***** Working data
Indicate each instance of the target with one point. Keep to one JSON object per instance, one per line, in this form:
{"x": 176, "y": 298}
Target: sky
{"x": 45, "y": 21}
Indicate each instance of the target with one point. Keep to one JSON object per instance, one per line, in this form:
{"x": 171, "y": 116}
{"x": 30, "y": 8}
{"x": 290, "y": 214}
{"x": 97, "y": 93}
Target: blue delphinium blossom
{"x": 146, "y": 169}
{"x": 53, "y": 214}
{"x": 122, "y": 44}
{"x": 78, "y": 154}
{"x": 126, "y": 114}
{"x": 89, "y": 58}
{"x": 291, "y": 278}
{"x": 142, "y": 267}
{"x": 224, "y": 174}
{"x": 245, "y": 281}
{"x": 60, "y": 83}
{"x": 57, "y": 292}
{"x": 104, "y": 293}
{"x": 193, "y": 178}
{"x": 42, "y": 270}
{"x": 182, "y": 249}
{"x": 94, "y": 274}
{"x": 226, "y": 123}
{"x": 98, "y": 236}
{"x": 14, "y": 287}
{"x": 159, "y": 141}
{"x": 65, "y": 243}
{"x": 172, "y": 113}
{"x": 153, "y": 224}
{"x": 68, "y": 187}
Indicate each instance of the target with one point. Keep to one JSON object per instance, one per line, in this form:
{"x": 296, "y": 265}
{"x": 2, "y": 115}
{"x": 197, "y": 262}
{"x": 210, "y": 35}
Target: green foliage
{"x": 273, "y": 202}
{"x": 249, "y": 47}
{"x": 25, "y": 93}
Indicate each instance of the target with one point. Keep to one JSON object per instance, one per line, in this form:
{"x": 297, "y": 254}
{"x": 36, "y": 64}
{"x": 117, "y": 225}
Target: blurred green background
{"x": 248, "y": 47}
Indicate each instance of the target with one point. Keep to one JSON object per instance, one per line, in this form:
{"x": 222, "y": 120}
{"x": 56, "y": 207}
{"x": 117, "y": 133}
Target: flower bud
**********
** Description of the task **
Locate every line in the data above that contains the string "green", and copy each of those lines. Treat uppercase and lowercase letters as different.

** The reply **
Target: green foliage
Target: blurred green background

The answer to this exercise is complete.